» Work order: Write out only the final part of the records below. It begins with the line that contains "Target: white fur patch" and ends with the last line.

┌─ Supplied data

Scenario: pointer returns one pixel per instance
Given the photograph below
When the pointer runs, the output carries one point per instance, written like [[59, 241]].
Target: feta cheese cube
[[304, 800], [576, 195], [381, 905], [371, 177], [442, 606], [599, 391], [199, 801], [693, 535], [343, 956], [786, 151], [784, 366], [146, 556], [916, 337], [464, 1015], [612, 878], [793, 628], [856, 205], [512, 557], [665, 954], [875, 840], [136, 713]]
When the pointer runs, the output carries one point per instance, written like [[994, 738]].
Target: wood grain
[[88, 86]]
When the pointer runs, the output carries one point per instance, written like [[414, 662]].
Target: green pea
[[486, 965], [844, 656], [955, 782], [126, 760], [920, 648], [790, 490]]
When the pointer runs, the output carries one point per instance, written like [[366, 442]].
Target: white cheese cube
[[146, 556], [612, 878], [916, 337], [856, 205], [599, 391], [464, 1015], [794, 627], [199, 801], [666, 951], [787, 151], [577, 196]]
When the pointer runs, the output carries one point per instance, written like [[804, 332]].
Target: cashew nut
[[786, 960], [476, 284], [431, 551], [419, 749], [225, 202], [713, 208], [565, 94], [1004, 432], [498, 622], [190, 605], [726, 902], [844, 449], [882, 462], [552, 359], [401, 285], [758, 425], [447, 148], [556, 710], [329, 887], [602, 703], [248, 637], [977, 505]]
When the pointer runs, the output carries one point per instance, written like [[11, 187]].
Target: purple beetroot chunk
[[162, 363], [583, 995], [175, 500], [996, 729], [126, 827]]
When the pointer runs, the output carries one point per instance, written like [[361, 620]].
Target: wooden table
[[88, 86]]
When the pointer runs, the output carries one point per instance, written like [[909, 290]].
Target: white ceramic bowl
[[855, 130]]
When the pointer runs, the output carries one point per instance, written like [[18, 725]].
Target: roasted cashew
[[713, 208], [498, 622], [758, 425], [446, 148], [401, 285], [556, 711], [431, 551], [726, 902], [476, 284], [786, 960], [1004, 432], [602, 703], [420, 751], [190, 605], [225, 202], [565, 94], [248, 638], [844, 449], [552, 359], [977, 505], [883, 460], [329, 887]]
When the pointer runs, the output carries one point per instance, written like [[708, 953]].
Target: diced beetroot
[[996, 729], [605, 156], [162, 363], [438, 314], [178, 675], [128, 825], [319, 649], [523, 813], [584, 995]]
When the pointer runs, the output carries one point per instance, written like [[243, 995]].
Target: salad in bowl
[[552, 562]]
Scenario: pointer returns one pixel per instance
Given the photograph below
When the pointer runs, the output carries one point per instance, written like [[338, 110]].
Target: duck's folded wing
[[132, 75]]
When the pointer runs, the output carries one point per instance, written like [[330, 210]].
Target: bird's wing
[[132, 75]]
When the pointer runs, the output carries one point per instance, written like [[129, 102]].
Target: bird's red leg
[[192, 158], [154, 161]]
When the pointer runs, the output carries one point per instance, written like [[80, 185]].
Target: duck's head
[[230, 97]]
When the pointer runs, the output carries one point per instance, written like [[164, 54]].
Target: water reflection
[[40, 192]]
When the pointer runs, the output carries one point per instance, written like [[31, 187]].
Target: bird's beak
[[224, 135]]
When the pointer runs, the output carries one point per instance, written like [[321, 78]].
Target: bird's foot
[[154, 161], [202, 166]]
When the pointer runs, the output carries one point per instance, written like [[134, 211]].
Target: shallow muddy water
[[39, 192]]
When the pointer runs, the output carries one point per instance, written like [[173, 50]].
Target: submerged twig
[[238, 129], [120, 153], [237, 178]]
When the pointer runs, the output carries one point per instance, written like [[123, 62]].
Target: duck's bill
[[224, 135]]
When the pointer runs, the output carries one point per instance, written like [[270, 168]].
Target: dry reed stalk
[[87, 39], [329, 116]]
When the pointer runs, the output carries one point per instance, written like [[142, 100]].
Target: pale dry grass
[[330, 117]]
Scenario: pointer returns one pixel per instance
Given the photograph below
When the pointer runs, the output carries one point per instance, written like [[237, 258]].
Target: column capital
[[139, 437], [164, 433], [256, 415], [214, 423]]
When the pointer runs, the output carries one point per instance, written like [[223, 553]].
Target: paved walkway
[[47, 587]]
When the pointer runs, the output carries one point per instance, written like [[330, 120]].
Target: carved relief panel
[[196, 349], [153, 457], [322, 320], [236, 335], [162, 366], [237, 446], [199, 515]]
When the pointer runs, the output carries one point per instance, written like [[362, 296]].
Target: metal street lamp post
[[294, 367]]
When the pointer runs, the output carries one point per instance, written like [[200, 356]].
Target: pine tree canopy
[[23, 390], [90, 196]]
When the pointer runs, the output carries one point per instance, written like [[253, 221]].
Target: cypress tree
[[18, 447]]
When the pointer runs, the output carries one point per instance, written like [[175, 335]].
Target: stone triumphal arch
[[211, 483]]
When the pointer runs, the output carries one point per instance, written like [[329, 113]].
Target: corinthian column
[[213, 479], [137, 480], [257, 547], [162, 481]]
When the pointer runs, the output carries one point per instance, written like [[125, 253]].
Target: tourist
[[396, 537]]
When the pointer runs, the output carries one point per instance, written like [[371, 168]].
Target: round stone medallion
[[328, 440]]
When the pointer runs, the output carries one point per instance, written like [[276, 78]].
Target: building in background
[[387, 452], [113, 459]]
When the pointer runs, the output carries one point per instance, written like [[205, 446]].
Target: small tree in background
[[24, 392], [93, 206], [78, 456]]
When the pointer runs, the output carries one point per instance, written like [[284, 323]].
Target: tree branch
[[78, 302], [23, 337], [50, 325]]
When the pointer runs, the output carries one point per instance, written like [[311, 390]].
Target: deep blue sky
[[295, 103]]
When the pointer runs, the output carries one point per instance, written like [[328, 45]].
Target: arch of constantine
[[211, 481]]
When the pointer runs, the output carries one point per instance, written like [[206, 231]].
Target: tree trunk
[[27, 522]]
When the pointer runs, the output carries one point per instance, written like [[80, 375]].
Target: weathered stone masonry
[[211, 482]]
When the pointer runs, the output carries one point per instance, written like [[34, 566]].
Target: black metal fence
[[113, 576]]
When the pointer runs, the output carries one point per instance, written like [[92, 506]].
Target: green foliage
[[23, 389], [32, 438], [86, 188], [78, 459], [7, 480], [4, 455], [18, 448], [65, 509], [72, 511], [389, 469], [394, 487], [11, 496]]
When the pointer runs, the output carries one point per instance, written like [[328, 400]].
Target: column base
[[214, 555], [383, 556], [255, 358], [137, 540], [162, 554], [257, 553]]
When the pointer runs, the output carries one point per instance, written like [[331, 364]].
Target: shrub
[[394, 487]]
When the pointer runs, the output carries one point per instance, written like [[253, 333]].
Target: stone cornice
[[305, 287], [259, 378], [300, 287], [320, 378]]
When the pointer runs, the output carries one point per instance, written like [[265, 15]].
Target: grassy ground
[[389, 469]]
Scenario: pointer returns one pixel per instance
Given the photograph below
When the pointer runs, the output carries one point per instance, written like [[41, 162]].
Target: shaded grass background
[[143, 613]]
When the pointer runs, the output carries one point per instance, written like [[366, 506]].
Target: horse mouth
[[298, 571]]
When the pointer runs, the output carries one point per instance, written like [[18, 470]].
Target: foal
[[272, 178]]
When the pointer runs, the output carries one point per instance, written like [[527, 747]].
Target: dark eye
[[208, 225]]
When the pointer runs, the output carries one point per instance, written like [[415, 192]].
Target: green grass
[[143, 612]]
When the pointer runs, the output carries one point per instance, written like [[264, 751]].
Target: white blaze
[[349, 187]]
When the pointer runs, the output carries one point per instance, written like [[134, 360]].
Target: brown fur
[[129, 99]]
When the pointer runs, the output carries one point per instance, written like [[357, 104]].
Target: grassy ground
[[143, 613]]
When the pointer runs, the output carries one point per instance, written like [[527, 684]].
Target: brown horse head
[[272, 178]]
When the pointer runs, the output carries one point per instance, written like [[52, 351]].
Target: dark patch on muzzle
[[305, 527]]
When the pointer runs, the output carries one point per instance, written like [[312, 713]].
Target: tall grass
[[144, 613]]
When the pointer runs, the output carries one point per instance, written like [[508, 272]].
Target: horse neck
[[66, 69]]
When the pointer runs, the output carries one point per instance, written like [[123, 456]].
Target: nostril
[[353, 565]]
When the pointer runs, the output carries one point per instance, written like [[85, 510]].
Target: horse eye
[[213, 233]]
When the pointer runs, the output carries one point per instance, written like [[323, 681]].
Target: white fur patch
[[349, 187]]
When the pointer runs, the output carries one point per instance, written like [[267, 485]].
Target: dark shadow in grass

└─

» Solution below:
Target: white fur patch
[[349, 187]]
When the pointer runs, the output carries one point per instance, written like [[267, 485]].
Target: dark shadow in grass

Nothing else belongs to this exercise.